Assignment =>
Restate word for word the entries below, starting with the line with "x=801, y=607" and continuing through the line with "x=371, y=526". Include both of those lines and no others.

Supplied entries =>

-- Opening Marker --

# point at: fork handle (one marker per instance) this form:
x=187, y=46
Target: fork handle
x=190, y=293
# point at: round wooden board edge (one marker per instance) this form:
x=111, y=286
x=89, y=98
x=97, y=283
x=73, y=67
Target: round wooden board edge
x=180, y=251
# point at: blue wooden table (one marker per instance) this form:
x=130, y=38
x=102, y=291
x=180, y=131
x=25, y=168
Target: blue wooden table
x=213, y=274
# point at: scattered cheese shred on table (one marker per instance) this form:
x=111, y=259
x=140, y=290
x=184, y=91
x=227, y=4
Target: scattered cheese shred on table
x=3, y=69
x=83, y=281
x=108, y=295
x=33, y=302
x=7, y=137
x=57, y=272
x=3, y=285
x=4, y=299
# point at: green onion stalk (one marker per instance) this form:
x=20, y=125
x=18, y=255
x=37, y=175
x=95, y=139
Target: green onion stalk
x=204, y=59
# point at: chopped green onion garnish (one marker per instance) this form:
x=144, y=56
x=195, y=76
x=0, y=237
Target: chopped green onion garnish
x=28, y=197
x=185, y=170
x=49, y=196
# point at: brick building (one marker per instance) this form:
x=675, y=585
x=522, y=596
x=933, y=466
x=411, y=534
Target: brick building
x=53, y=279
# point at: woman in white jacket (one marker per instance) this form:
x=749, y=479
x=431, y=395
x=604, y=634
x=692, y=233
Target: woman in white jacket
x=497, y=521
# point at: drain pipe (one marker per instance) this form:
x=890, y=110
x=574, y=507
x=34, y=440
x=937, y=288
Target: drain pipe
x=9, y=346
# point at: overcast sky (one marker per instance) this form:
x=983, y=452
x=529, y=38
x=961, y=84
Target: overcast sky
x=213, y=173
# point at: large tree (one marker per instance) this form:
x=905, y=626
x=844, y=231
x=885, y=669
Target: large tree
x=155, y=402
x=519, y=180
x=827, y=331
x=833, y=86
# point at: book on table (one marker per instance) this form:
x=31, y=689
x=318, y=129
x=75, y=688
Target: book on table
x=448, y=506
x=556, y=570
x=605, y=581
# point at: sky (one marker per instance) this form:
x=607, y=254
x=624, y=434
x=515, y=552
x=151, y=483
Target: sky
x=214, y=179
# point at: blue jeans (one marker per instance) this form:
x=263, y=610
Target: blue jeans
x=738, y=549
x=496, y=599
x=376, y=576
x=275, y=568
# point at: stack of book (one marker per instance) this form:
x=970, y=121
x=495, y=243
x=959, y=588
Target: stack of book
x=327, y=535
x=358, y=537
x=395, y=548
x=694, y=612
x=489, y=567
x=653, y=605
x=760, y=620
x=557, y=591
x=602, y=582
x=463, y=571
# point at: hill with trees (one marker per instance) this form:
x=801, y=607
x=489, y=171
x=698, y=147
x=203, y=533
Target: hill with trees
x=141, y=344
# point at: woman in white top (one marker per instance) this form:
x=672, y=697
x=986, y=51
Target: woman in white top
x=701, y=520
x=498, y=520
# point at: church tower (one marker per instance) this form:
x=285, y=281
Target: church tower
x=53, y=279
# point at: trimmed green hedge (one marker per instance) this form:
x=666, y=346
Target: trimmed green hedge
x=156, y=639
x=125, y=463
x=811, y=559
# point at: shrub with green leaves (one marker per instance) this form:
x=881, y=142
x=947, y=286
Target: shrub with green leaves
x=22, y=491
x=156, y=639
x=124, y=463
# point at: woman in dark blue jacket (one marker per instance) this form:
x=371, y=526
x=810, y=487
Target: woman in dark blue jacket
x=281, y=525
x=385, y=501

-- Closing Marker --

Task response =>
x=801, y=607
x=489, y=171
x=698, y=147
x=203, y=533
Target: hill with trees
x=141, y=344
# point at: woman in white top (one marker per instance) this form:
x=672, y=697
x=986, y=51
Target: woman in white top
x=701, y=520
x=498, y=520
# point at: church tower (one marker per instance) this form:
x=285, y=281
Target: church tower
x=53, y=279
# point at: trimmed green hedge (one marker per instance) this form:
x=666, y=346
Target: trimmed green hedge
x=156, y=639
x=125, y=463
x=811, y=559
# point at: shrub with green leaves (one marker per instance) this form:
x=881, y=142
x=947, y=286
Target: shrub with green leaves
x=22, y=491
x=156, y=639
x=124, y=463
# point at: woman in dark blue jacket (one marker per instance) this form:
x=371, y=526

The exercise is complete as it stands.